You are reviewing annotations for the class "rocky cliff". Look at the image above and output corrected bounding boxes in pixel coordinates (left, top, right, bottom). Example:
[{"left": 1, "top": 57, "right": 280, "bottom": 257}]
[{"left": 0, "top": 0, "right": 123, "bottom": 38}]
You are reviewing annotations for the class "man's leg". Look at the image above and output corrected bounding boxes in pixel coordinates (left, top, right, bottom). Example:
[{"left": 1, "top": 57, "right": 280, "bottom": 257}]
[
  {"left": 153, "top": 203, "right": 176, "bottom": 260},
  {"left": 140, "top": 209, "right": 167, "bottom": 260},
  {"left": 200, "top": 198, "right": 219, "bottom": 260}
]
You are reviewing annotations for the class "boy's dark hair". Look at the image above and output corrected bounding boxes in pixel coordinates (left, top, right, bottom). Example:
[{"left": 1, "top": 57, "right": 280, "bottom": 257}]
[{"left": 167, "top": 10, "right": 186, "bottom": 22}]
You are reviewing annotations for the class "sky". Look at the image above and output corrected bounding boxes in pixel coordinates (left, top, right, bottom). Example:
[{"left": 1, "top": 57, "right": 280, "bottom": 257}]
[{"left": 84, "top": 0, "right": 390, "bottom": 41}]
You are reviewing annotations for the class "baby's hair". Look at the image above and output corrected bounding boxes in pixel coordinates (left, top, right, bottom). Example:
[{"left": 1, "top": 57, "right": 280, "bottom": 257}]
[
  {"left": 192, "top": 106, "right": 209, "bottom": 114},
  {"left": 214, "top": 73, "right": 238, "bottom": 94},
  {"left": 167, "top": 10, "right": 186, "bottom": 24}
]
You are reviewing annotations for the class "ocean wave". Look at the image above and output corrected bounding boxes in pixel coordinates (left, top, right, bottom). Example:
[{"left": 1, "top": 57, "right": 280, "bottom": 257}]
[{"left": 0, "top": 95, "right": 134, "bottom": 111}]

-=-=-=-=-

Aim: Gather each line of the entries above that contains the string "hair" and copy it out in full. Case counts.

Solution for this problem:
You are reviewing annotations for the class "boy's dark hair". Look at the image above and output corrected bounding boxes in pixel coordinates (left, top, right, bottom). Example:
You are reviewing annotations for the class "baby's hair". Look at the image above and output corrected bounding boxes in pixel coordinates (left, top, right, bottom). Example:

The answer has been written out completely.